Exercise goal.
Somewhere below are a line with "of the roof" and a later line with "of the neighboring". Output exactly those lines and all lines between them.
+---+
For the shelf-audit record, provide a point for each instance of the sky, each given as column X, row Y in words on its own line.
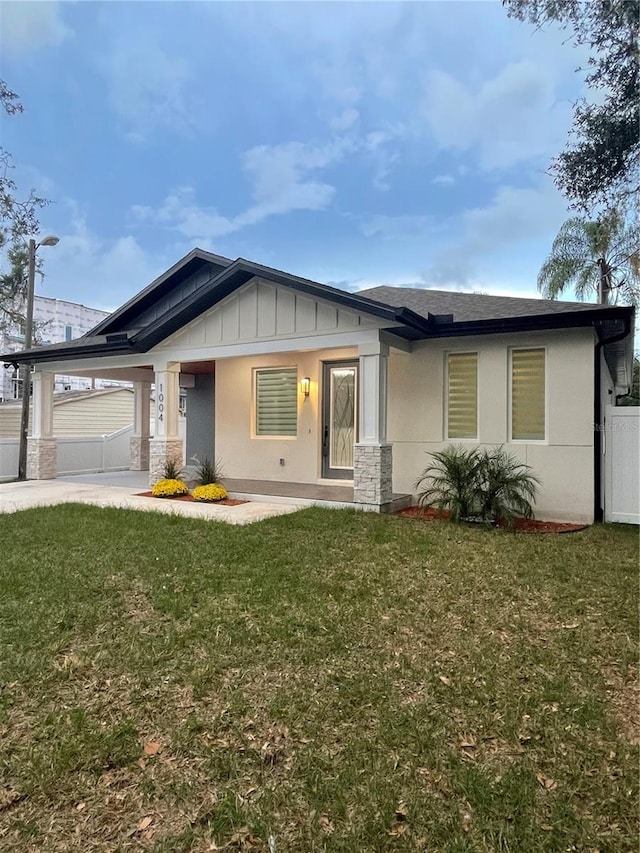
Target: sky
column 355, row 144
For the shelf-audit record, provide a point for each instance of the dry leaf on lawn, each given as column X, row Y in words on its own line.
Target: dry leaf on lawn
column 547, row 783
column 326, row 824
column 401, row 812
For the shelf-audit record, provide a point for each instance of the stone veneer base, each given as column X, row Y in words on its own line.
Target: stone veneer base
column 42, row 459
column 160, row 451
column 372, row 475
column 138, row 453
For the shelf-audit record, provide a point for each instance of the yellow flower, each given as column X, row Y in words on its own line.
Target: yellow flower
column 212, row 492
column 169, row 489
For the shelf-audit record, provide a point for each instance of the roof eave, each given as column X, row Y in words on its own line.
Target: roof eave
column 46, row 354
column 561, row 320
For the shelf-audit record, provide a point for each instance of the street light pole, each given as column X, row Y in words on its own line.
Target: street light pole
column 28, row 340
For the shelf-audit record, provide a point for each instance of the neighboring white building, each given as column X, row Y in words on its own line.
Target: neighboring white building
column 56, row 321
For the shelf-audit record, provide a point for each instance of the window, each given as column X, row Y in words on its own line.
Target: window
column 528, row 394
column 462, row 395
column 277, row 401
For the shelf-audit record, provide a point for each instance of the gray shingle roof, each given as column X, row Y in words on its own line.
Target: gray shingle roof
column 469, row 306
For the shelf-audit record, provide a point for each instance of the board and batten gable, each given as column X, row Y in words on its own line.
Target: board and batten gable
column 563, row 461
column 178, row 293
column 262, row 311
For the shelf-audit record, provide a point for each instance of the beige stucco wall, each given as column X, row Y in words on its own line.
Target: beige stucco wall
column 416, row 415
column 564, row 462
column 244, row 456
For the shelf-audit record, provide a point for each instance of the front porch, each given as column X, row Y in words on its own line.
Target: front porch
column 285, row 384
+---+
Answer box.
For the shelf-audit record, provide a point for each instance of the roof eave, each given as column X, row Y in words on its own line.
Target: roof eave
column 46, row 354
column 561, row 320
For the shelf-audit record, provide a point for each instance of the street light pole, each given as column X, row Y in words on its own line.
Target: street light pole
column 28, row 340
For the shelf-audit record, provide a point for each instance of the neighboring white building, each given as column X, row Y in words on its own line.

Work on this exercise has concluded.